• What the task asks
Please copy the material below word for word, keeping every line.

━━━ Data section ━━━

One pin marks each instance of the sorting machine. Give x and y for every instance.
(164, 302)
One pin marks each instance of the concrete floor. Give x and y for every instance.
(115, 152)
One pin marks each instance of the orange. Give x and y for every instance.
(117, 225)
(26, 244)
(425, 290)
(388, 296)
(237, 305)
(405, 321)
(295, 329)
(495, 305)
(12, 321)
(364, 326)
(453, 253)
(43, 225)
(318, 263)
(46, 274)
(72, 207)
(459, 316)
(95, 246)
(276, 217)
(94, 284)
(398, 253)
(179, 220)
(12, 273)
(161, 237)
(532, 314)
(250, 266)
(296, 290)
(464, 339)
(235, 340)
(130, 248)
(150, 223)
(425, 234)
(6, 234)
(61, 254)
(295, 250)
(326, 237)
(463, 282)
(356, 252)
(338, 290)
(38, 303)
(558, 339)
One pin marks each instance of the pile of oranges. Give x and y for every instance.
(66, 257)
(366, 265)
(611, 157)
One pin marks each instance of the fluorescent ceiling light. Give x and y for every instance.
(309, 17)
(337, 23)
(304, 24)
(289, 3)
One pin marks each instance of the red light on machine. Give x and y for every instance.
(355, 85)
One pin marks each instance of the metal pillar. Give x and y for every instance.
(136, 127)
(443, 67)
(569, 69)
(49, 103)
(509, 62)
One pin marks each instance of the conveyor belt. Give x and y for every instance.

━━━

• Response to this exercise
One pin marks each instance of the sorting machine. Give x and y for every instance.
(164, 302)
One pin marks each instance of the concrete floor. Give x and y for every instance.
(115, 152)
One pin marks each instance of the orange. Give x and y for every instance.
(117, 225)
(26, 244)
(425, 290)
(388, 296)
(237, 305)
(405, 321)
(295, 329)
(495, 305)
(12, 321)
(364, 326)
(453, 253)
(43, 225)
(318, 263)
(46, 274)
(72, 207)
(459, 316)
(95, 246)
(276, 217)
(94, 284)
(398, 253)
(179, 220)
(12, 273)
(161, 237)
(532, 314)
(250, 266)
(296, 290)
(464, 339)
(235, 340)
(130, 248)
(150, 223)
(425, 234)
(6, 234)
(61, 254)
(295, 250)
(326, 237)
(463, 282)
(356, 252)
(338, 290)
(38, 303)
(558, 339)
One pin marks each instance of the pile of oranges. Give x and y for every instance.
(66, 257)
(366, 265)
(611, 157)
One pin marks each instance of the fluorescent ceiling light. Give x and y for every instance.
(309, 17)
(337, 23)
(304, 24)
(289, 3)
One pin marks each instance of the red light on machine. Give x and y for every instance.
(355, 85)
One pin marks each instance of the metal pillar. Give x and y for every instance.
(136, 127)
(443, 67)
(569, 69)
(49, 103)
(509, 62)
One pin marks each instance of the conveyor belt. Give x and y for every instance.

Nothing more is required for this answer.